[START]

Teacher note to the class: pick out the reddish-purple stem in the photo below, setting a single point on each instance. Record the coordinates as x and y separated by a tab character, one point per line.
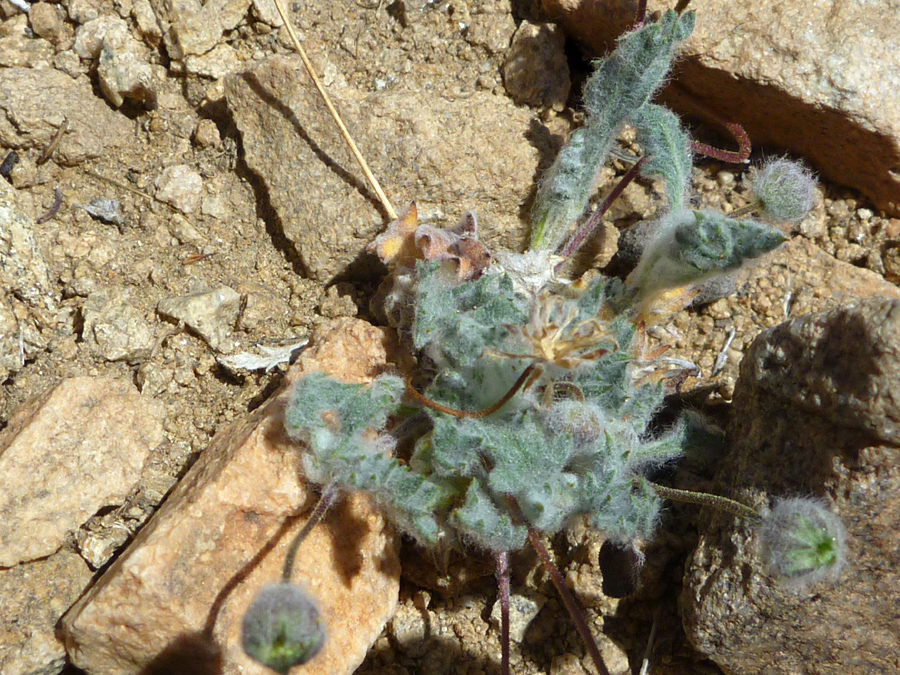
640	15
327	498
587	229
569	601
739	157
503	586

[END]

GIVEN PROBLEM
Switch "reddish-purple stem" to "purple stalk" in the records above, keeping everything else the same, and leave out the pictures.

OUTPUT BELOW
Teacher note to the class: pick out the purple stalk in the photo below, setting a single point on each instance. Record the coordinates as x and y separated by a tab character, one point per line.
640	15
327	498
587	229
569	601
739	157
503	586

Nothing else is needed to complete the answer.